>> BEGIN Page excerpt

[erlang-questions] [ANN] LETS - LevelDB-based Erlang Term Storage v0.5.3
Ciprian Dorin Craciun
ciprian.craciun@REDACTED
Wed Nov 23 03:32:33 CET 2011
On Wed, Nov 23, 2011 at 01:30, Ciprian Dorin Craciun
<ciprian.craciun@REDACTED> wrote:
> On Mon, Nov 21, 2011 at 13:59, Joseph Norton <norton@REDACTED> wrote:
>>
>> Ciprian -
>>
>> For encoding and then returning keys and values to the Erlang virtual machine, leveldb::Slice() is sufficient. I didn't run any comparison tests but my assumption is that using std::string() requires (should require?) an extra memory allocation, copy, and deallocation for the std:string() object itself.
>>
>> Joe N.
Small observation: I've quickly hacked the LevelDB implementation
so that it takes `Slice` as a value (all the way down to the core
where it is actually copied to) thus I've saved the `std::string`
allocation.
But in my preliminary benchmarks, I see no difference in
performance. (Maybe I'm throttled by the test harness...)
Ciprian.
> Hy again!
>
> So on my Go bindings I've done a small benchmark: implementing
> `get` in terms of the `Get(Slice&,std::string*)` or in terms of
> `NewIterator() / Seek(Slice&) / Compare(Slice&)`, and I've got quite
> some interesting results:
> * on small sets (100k) it seems that if the key exists there is no
> sensible performance difference;
> * but on large sets (1m) the impact is about 2x;
> * and it gets worse when the key does not exist; (the performance
> drops to about a couple of ops per second...)

>> END Page excerpt

Challenge A:
According to the LevelDB thread, what did the preliminary benchmarks show after the hack that has LevelDB take `Slice` as a value?
Challenge B:
Please output the part of the LevelDB thread between "[erlang-questions] [ANN] LETS" and "std:string() object itself.", inclusive.
The lines after the LevelDB thread are separate material.

>> BEGIN Recorded data

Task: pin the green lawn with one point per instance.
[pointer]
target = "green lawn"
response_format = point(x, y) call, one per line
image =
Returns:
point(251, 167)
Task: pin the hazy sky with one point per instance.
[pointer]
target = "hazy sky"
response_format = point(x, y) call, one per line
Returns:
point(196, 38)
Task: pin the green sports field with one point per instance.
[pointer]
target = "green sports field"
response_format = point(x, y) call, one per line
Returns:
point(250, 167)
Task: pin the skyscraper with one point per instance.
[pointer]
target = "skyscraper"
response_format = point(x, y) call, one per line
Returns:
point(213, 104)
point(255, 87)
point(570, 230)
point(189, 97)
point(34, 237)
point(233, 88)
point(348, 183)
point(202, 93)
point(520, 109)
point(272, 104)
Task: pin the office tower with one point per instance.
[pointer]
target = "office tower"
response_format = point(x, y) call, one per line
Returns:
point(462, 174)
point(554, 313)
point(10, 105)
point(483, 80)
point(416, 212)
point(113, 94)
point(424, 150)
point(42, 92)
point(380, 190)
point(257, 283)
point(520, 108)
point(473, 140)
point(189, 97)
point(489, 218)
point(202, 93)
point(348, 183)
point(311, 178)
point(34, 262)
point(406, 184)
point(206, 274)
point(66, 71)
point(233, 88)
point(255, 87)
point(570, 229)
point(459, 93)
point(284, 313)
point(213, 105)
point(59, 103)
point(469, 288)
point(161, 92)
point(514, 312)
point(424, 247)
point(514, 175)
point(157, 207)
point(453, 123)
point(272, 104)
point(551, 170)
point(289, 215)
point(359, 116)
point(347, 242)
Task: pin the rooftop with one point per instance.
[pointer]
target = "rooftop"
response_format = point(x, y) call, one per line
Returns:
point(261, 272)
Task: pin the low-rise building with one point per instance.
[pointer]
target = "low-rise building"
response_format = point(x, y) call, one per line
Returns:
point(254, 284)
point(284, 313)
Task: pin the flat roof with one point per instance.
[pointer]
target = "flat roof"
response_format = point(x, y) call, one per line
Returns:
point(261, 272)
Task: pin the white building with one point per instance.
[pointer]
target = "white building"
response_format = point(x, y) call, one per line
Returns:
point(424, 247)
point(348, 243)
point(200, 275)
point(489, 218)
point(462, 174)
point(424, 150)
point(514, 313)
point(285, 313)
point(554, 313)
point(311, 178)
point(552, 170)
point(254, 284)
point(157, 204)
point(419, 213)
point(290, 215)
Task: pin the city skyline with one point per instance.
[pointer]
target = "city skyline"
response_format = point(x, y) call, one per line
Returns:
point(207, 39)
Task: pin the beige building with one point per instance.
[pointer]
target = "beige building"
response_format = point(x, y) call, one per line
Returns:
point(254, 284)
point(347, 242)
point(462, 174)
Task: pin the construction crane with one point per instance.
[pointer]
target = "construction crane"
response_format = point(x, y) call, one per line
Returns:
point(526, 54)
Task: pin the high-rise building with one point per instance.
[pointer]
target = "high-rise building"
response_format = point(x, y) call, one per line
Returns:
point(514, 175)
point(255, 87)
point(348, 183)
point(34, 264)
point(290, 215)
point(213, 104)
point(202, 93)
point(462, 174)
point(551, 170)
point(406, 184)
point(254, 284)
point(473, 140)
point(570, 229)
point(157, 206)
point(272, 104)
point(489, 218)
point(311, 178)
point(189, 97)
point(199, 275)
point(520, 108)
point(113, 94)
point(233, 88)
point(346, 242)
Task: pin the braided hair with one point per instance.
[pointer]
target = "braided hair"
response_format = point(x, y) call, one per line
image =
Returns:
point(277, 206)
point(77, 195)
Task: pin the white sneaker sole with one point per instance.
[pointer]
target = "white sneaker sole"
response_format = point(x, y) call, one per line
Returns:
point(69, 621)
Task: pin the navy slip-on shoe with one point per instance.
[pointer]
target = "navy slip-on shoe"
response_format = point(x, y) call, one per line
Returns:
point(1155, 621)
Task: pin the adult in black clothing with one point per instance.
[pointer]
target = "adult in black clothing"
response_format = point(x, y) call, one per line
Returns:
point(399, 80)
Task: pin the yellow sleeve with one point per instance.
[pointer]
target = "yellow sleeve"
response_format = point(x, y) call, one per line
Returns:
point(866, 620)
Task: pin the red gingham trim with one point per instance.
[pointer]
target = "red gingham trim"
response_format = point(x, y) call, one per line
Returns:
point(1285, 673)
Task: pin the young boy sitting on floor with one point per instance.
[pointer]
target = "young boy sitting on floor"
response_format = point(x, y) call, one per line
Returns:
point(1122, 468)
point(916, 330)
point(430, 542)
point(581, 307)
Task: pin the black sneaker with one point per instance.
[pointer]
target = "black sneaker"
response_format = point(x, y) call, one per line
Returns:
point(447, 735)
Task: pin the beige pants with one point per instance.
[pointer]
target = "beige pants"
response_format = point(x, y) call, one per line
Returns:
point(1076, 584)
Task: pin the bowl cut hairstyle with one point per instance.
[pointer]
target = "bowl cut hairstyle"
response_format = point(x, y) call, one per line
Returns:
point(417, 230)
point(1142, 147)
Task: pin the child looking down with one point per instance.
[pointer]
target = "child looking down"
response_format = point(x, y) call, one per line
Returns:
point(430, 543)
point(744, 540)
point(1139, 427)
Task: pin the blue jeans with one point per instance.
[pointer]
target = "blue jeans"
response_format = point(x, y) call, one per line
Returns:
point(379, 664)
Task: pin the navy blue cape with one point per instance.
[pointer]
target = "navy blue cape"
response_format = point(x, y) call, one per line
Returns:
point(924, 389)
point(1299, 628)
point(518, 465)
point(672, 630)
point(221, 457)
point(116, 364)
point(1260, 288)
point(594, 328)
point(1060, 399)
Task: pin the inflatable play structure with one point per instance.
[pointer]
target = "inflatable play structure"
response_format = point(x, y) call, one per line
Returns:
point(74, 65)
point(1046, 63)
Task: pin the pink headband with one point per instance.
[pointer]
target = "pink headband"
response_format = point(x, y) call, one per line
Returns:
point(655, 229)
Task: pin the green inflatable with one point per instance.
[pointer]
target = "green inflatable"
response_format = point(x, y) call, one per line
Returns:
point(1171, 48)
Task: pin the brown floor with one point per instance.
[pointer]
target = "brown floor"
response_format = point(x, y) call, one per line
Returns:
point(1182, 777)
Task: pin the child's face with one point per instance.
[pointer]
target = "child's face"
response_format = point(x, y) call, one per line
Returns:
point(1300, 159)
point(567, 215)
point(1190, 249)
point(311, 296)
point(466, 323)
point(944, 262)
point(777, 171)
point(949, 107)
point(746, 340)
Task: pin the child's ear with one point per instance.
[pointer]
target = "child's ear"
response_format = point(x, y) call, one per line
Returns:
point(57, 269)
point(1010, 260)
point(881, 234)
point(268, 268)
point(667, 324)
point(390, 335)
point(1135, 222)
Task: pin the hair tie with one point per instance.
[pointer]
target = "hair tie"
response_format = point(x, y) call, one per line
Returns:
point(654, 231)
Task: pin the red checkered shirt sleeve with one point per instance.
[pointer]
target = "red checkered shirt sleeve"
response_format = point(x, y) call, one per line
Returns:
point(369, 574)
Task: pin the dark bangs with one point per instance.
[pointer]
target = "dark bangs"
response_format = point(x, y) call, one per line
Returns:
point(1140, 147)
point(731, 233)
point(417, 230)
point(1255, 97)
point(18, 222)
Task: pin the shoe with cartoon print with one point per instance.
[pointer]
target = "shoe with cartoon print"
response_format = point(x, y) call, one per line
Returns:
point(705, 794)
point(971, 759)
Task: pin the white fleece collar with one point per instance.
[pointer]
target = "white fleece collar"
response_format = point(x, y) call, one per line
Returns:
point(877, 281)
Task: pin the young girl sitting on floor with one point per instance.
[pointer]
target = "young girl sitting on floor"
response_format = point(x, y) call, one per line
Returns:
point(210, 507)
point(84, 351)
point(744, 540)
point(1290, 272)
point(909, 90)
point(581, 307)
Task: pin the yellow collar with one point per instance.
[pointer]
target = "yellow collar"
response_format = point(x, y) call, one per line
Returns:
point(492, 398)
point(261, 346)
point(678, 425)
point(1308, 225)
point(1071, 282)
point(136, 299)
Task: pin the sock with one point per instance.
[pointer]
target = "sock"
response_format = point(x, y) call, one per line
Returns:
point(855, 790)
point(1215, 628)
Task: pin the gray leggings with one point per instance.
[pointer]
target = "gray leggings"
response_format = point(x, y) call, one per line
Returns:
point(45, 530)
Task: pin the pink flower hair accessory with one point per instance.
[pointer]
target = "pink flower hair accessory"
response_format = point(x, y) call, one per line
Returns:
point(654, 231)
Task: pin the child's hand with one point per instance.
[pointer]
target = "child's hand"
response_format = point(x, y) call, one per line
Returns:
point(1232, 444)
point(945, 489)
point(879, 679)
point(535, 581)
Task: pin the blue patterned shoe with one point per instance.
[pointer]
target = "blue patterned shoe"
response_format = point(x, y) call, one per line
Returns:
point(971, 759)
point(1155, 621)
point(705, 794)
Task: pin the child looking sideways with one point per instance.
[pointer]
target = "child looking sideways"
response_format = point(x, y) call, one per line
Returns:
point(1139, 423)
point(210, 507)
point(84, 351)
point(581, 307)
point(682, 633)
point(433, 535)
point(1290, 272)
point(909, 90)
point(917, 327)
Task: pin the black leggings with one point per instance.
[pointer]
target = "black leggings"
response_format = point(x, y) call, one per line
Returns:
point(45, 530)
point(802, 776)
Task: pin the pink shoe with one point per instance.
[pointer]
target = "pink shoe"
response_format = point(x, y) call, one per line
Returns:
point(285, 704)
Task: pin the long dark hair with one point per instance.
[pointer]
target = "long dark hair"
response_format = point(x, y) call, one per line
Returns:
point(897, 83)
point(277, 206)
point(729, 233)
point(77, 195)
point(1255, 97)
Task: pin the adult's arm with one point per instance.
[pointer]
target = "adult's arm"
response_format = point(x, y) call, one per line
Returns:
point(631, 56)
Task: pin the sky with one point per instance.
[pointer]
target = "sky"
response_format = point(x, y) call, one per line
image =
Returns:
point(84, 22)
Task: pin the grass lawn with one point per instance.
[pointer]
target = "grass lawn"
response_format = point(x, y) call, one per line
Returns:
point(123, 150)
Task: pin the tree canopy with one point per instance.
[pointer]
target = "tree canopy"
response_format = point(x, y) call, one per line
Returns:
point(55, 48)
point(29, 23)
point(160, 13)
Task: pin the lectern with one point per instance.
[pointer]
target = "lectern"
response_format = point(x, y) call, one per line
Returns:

>> END Recorded data

Complete answer A:
They showed no difference in performance.

Complete answer B:
[erlang-questions] [ANN] LETS - LevelDB-based Erlang Term Storage v0.5.3
Ciprian Dorin Craciun
ciprian.craciun@REDACTED
Wed Nov 23 03:32:33 CET 2011
On Wed, Nov 23, 2011 at 01:30, Ciprian Dorin Craciun
<ciprian.craciun@REDACTED> wrote:
> On Mon, Nov 21, 2011 at 13:59, Joseph Norton <norton@REDACTED> wrote:
>>
>> Ciprian -
>>
>> For encoding and then returning keys and values to the Erlang virtual machine, leveldb::Slice() is sufficient. I didn't run any comparison tests but my assumption is that using std::string() requires (should require?) an extra memory allocation, copy, and deallocation for the std:string() object itself.